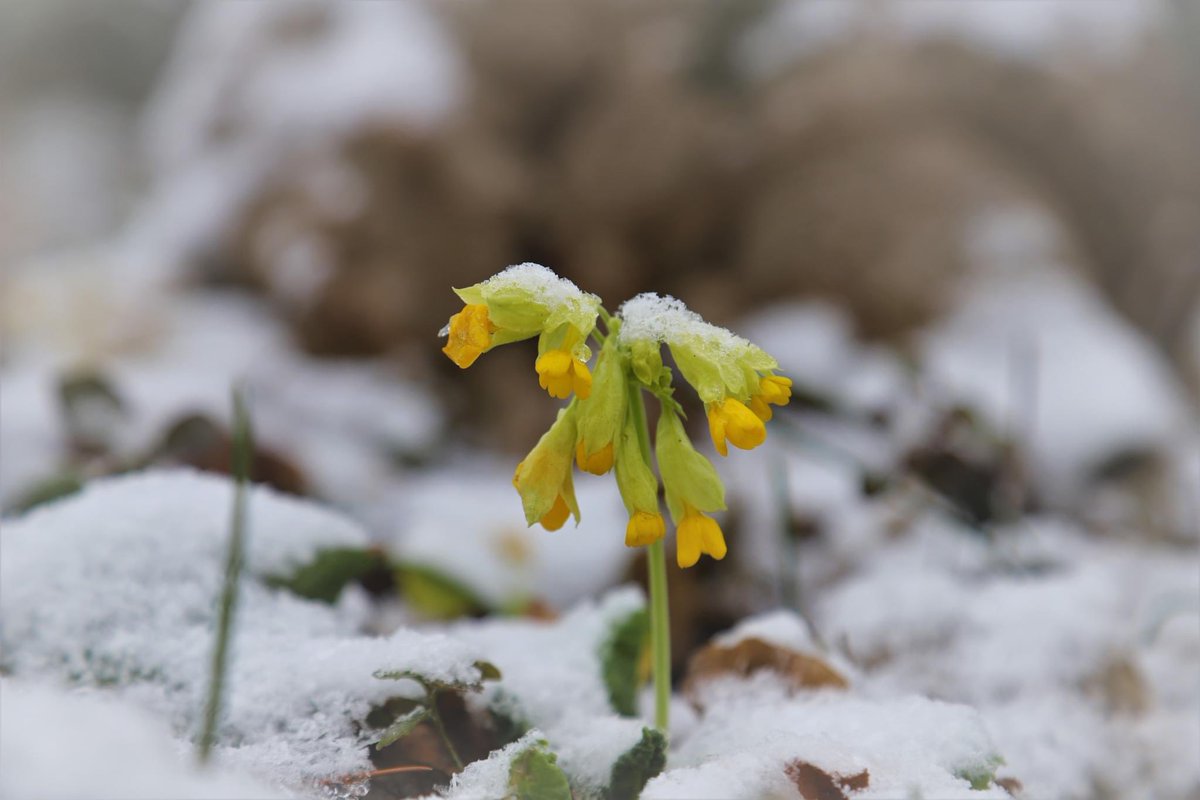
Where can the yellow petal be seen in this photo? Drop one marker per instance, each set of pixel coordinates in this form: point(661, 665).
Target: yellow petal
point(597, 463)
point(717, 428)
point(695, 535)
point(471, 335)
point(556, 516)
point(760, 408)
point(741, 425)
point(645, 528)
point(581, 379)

________________________

Challenge: Rewrite the records above with "yellow" changed to "orange" throughout and nothing else altered. Leave out the pictures.

Solution for this task:
Where can the orange petal be seen in this photo? Drop one marker per instance, each set of pixel coordinates in this form: point(661, 665).
Target: orange petal
point(597, 463)
point(717, 428)
point(695, 535)
point(471, 335)
point(556, 516)
point(760, 408)
point(741, 425)
point(645, 528)
point(581, 379)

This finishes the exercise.